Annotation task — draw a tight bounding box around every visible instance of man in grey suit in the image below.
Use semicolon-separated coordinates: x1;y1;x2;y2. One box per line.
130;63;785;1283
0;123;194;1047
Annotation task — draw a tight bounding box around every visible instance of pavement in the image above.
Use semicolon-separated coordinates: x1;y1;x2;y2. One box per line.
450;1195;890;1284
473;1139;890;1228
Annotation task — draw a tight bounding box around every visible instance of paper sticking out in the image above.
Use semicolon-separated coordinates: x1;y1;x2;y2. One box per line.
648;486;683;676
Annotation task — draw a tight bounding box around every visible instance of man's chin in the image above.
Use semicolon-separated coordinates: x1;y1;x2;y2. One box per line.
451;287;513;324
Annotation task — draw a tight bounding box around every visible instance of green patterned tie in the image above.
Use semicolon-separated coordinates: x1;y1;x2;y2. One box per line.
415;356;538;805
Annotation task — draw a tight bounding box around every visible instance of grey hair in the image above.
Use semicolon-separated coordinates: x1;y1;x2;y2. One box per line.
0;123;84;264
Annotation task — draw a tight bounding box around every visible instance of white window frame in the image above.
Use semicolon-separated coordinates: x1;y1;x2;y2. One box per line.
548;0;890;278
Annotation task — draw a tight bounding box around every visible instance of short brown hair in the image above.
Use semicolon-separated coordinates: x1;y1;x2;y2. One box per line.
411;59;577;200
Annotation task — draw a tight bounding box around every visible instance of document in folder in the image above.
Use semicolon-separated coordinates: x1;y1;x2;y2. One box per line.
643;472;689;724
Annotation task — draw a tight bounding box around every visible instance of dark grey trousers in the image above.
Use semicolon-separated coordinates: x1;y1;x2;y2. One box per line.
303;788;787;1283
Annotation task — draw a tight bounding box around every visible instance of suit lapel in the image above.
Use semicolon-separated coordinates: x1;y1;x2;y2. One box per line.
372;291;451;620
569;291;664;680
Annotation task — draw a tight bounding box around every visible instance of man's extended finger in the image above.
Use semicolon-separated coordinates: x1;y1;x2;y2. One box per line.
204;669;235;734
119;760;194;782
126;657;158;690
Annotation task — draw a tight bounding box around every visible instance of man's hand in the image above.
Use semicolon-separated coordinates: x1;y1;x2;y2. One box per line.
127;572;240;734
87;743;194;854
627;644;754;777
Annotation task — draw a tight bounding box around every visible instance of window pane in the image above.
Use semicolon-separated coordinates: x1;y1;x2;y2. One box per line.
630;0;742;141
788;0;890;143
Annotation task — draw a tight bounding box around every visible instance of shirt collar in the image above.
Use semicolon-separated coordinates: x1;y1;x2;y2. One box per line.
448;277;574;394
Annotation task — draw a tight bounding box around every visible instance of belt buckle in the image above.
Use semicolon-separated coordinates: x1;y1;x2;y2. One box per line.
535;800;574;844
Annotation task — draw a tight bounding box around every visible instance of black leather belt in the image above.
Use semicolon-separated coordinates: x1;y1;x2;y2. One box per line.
------
◆ AIM
Retype all of the data above line for line, with no changes.

◆ TASK OUTPUT
Annotation task — draw a tight bounding box around every visible instance of man in grey suit in the image below.
Use semicolon-separated coordinates: x1;y1;x2;y2. One box per line.
130;63;785;1283
0;123;194;1047
Annotation task — draw a tight bounding box around every visible instance of pavement in the image above.
Use semicolon-separated coordinates: x1;y1;x2;y2. One box per line.
450;1195;890;1284
473;1139;890;1228
Annotation task — draw a tight bounding box around every visible instance of paper sticking out in the image above.
Use semicolon-separated coordinates: x1;y1;x2;y2. One box per line.
648;486;683;676
Annotation task — draw a tight bounding box around every visible instance of man's chin in the image above.
Use semicolon-separated coordinates: x1;y1;x2;y2. One box per line.
451;287;513;324
Annotation task — draw a tight bounding box around every visible instance of green patterned tie in the image above.
Use semicolon-separated coordinates: x1;y1;x2;y2. One box per line.
415;356;538;805
Annotation task — draw a tight bounding box around every visible instance of grey hair in the image above.
Use semicolon-separated coordinates: x1;y1;x2;y2. One box per line.
0;123;84;264
Annotation task — draw a tight bounding box around every visible instance of white window frame in the image above.
Use semicolon-separated coordinates: x1;y1;x2;y2. One box per line.
548;0;890;278
Annotation task — draw a tight bounding box around every visible instance of short brown hair in the image above.
Use semicolon-separated coordinates: x1;y1;x2;y2. One box per line.
411;59;577;200
Annotation task — draw a tight bounding box around every visible instance of document in folder in the image above.
Use semicolon-separated coordinates: x1;y1;x2;y2. One box per line.
643;472;689;724
Annotation task — draw a tight bounding box around every visible instance of dark grey trousers in the image above.
Use semicolon-separated coordinates: x1;y1;x2;y2. One box per line.
303;788;787;1283
Annotation task — draw a tight bounding box around every visible instance of suit lapel in the image above.
Use semicolon-separated coordinates: x1;y1;x2;y2. One box per line.
372;291;451;620
569;291;664;680
Annotation task — draw a tight bounding box around every visible instance of man's extended finger in the image above.
Use semicolon-separated coordinates: x1;y1;x2;y2. One box per line.
204;669;235;734
119;760;194;782
126;657;158;690
Annotation task — draw a tight bounding box around every visible instance of man's hand in the image above.
Use semicolon-separated coordinates: x1;y1;x2;y2. One box per line.
127;572;240;734
87;743;194;854
627;644;754;777
Annotation task — draw a tight bounding box around every visible instance of window pane in the image above.
Use semicolon-separated coordinates: x1;y1;x2;y2. One box per line.
630;0;742;141
788;0;890;143
Annotation task — draw a tight bounding box around every visible instance of shirt collar in the image above.
Use semicolon-separated coordinates: x1;y1;x2;y2. One box per line.
448;277;574;394
Annotation task — draw a tight bounding box around every visible instance of belt buckle in the image above.
Use semicolon-separated coordinates: x1;y1;x2;y2. One box per line.
535;800;574;844
Annotation task — draw a tight bounding box around every visible instance of black leather belt in the image above.
Use semicolon-separated coordinates: x1;y1;x2;y2. One box per line.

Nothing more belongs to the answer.